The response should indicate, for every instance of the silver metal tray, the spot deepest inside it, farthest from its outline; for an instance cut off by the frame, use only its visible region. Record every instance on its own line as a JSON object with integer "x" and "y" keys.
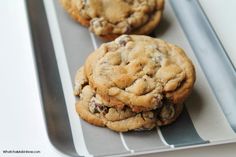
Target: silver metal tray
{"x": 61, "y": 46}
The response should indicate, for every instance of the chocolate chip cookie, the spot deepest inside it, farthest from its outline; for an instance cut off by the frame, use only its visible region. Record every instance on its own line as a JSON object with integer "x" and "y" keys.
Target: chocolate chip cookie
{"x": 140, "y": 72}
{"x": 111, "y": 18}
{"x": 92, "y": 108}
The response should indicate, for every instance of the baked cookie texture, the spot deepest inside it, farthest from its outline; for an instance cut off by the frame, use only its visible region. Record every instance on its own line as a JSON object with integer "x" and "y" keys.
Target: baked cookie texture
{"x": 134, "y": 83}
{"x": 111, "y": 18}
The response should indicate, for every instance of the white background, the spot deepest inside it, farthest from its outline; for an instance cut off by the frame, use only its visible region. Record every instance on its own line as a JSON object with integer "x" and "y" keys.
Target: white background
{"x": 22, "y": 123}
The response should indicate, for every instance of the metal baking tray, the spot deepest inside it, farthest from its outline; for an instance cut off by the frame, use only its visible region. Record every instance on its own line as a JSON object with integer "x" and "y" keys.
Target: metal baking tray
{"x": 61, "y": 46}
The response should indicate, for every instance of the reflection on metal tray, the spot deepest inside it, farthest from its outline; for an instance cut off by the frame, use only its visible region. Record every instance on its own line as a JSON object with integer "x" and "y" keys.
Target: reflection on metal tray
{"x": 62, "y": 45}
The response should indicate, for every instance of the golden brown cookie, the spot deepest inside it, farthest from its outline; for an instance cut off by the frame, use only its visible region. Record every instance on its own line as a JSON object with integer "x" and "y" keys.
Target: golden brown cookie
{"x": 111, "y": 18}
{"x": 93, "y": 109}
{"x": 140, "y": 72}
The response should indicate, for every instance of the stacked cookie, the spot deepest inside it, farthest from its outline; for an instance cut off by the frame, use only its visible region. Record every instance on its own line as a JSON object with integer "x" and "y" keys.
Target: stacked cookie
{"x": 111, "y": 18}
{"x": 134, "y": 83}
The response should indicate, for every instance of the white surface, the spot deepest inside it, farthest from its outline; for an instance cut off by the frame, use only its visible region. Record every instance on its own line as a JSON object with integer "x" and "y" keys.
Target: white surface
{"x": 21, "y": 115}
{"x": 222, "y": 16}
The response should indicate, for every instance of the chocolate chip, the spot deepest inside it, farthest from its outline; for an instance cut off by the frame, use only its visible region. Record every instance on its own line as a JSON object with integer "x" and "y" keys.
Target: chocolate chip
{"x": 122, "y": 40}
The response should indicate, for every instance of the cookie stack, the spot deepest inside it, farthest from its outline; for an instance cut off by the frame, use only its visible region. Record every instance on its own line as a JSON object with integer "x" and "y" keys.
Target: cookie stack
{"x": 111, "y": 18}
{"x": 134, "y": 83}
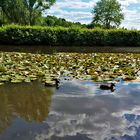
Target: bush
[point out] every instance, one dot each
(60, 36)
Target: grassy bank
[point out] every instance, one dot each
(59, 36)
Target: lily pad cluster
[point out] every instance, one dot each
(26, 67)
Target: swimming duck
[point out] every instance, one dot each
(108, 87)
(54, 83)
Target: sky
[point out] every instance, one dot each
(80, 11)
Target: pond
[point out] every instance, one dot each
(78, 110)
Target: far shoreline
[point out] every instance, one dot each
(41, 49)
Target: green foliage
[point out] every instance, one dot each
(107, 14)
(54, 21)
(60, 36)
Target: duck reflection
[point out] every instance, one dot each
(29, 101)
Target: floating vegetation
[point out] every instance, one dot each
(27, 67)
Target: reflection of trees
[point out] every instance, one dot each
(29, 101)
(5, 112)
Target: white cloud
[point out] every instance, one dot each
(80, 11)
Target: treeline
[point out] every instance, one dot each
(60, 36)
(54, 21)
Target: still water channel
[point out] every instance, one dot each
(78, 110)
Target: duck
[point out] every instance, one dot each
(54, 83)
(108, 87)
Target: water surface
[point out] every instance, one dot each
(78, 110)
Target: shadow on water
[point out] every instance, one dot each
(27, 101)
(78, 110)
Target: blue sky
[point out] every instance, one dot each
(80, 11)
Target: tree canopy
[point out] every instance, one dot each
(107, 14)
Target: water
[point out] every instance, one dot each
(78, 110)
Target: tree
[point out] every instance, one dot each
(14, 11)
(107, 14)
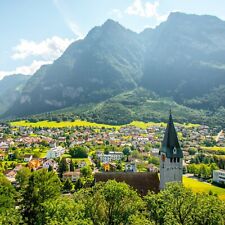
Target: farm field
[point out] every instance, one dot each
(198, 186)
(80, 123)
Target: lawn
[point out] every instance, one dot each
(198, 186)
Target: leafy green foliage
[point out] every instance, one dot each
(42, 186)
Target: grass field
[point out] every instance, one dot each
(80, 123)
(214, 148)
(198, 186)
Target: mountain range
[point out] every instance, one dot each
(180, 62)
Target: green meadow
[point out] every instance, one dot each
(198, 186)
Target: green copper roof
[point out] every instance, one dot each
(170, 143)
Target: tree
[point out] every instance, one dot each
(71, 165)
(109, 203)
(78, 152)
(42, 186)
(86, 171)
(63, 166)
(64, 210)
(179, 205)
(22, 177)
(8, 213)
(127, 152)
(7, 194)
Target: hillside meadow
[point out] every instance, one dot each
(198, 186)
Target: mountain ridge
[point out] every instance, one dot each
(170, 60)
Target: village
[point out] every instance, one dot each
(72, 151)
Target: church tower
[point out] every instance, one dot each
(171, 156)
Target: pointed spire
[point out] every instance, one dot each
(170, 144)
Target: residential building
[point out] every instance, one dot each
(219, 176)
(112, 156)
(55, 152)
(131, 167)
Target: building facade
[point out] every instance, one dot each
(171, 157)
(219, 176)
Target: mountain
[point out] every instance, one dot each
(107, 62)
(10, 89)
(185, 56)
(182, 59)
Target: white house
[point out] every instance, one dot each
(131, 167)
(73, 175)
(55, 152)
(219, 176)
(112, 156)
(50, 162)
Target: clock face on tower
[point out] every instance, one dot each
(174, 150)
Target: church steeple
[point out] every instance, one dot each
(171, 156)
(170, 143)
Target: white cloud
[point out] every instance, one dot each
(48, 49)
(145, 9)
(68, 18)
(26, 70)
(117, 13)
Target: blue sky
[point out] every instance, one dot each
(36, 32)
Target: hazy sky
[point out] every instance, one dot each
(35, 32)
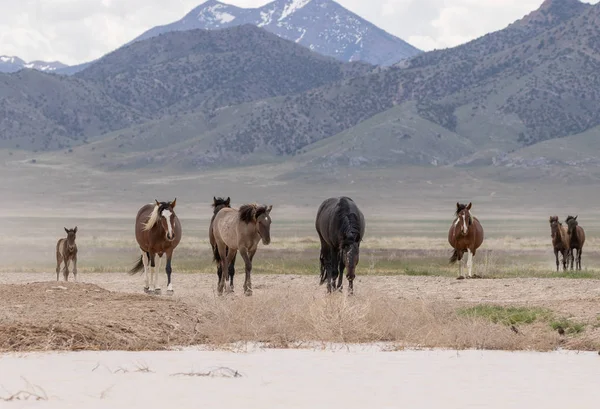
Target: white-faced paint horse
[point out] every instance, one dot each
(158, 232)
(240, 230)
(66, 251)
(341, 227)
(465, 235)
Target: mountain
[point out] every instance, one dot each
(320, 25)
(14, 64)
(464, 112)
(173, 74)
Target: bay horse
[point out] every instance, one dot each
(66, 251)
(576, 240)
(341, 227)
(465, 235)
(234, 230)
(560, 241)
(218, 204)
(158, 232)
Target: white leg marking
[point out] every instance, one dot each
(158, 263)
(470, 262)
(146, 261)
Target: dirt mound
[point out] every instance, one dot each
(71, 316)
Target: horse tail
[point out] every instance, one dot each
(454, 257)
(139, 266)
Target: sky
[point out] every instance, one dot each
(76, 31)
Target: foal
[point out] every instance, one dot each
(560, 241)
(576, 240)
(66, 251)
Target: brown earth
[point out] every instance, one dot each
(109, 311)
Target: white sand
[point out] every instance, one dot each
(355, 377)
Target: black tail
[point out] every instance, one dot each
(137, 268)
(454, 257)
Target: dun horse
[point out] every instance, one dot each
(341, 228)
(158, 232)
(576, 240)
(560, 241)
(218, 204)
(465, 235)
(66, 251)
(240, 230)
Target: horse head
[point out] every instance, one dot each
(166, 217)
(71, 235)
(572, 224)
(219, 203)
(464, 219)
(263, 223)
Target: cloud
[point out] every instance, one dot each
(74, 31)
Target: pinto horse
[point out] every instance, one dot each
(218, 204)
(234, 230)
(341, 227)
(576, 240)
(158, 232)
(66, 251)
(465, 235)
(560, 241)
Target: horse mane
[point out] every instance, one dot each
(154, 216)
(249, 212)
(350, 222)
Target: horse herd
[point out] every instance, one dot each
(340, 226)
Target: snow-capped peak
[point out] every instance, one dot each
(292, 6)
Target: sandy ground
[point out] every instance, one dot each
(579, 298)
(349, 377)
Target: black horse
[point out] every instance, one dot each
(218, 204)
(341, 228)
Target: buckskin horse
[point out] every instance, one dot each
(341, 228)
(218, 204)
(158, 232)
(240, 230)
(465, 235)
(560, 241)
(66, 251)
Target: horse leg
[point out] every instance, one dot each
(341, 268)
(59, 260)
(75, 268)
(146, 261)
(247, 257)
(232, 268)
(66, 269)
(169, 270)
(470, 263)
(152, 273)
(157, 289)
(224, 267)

---

- [EXERCISE DIRECTIONS] Each line from the one that contains "Target: church steeple" down to the one that contains "Target: white-faced paint horse" is to be returned exactly as it stands above, both ends included, with pictures removed.

- [COMPLETED TASK]
Target: church steeple
[point out] every instance, one dot each
(171, 156)
(170, 143)
Target: white cloud
[point out] every instance, one dot each
(48, 49)
(145, 9)
(68, 18)
(26, 70)
(117, 13)
Target: blue sky
[point out] every instance, one dot each
(36, 32)
Target: hazy sky
[point out] every instance, one dot each
(35, 32)
Target: white-faced paint horse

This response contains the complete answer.